WHAT IS BEING ASKED: Extract every one of the lines below and reproduce each one verbatim.

======== PROVIDED RECORDS ========

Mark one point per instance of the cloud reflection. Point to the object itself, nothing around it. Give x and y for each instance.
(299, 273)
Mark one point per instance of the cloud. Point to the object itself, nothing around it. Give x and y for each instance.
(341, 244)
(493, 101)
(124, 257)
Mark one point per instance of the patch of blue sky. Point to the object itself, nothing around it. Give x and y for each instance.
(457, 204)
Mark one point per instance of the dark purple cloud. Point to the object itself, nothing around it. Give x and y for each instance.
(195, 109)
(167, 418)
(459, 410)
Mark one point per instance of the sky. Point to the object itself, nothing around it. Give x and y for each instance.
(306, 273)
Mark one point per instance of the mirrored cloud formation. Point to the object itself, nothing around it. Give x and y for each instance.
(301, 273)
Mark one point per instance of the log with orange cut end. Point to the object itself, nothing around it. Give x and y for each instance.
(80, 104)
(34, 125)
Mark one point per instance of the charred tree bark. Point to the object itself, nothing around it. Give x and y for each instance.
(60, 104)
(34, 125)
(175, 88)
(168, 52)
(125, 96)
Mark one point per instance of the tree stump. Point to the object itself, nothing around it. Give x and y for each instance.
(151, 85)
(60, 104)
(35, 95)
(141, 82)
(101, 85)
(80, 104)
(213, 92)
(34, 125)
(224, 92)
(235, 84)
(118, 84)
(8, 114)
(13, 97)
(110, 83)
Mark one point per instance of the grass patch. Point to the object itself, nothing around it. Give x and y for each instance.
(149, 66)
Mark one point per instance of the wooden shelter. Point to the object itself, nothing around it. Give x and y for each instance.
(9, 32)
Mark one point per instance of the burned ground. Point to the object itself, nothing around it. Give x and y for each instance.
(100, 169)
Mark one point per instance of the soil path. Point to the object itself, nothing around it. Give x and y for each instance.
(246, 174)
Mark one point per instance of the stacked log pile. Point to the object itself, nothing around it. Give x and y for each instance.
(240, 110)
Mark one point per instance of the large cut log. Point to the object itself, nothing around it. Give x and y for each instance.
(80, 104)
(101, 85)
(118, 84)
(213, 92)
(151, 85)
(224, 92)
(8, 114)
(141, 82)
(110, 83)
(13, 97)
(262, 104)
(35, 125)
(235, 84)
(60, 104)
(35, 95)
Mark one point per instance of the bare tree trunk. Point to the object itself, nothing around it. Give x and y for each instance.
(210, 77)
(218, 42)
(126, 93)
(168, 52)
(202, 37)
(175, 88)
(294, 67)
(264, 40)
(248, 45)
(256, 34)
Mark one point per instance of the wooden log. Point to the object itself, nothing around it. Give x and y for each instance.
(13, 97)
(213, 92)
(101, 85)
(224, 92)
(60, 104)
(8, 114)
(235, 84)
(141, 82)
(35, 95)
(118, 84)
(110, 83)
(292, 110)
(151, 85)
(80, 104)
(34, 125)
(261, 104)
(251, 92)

========

RESPONSE BELOW:
Mark one point per instance of the cloud reflection. Point to the object itself, nothing around it. Give x and y for each instance.
(299, 273)
Mark one point per instance of the cloud. Point to the object itself, nothing around it. Give x and y for each instance.
(341, 244)
(493, 101)
(124, 257)
Mark one point per instance of the patch of blue sky. Point to the object itself, nothing around it. Give x and y for each instance.
(457, 204)
Mark one point per instance of the dark purple cloud. Point to the object itself, nothing around it. Give x and y for each instance.
(195, 109)
(167, 418)
(459, 410)
Mark one point per instance of the sky. Point to the object itself, nothing around it. Give x and y for each instance.
(306, 273)
Mark one point per instance of the mirrored cloud formation. Point to the object itself, nothing around it. Give x and y for each instance.
(301, 273)
Mark one point per instance of the log with orange cut end. Point to the object itself, nothing around it. Give x and y for each instance.
(80, 104)
(34, 125)
Mark one point per instance of the charred tree bark. Point to the object itself, nothing around it. Give x and y for each instance.
(60, 104)
(34, 125)
(175, 88)
(168, 52)
(125, 96)
Mark one point per instance of the tree stump. Point to the object itself, nothing around it. Give x and y for each instance.
(151, 85)
(60, 104)
(35, 95)
(141, 82)
(101, 85)
(80, 104)
(213, 92)
(34, 125)
(224, 92)
(235, 84)
(118, 84)
(8, 114)
(13, 97)
(110, 83)
Mark one point per instance of the grass patch. Point to the object itself, nothing around it. Give x and y for each instance.
(149, 66)
Mark one point per instance of the wooden shelter. Point to the object itself, nothing around it. Give x and y for each instance.
(9, 32)
Mark one point per instance of the burned ground. Point to the object itself, nothing around it. Give x and y for each instance.
(100, 169)
Mark one point per instance of the soil path. Point to the object itself, nothing around it. Give x and y for each instance.
(246, 174)
Mark one point per instance of the stacked log pile. Point to the object itself, nothing around it. Give x and y for each instance.
(240, 110)
Mark one point per instance of the large cut log. Point to the object itself, nothing around it. Give x and y for each instance.
(80, 104)
(101, 85)
(118, 84)
(213, 92)
(151, 85)
(224, 92)
(8, 114)
(141, 82)
(110, 83)
(13, 97)
(262, 104)
(35, 125)
(235, 84)
(60, 104)
(35, 95)
Mark one point per instance of the bare tree trunk. Point to the object itself, nothing around it. Give x and y for each instance.
(210, 77)
(218, 42)
(126, 93)
(168, 52)
(202, 37)
(175, 88)
(294, 67)
(264, 40)
(248, 45)
(256, 34)
Mark one point per instance of the wooden log. Point to the object itself, nothing around it. Give x and y for each instance.
(13, 97)
(213, 92)
(101, 85)
(224, 92)
(60, 104)
(8, 114)
(235, 84)
(141, 82)
(35, 95)
(118, 84)
(110, 83)
(292, 110)
(151, 85)
(80, 104)
(34, 125)
(261, 104)
(251, 92)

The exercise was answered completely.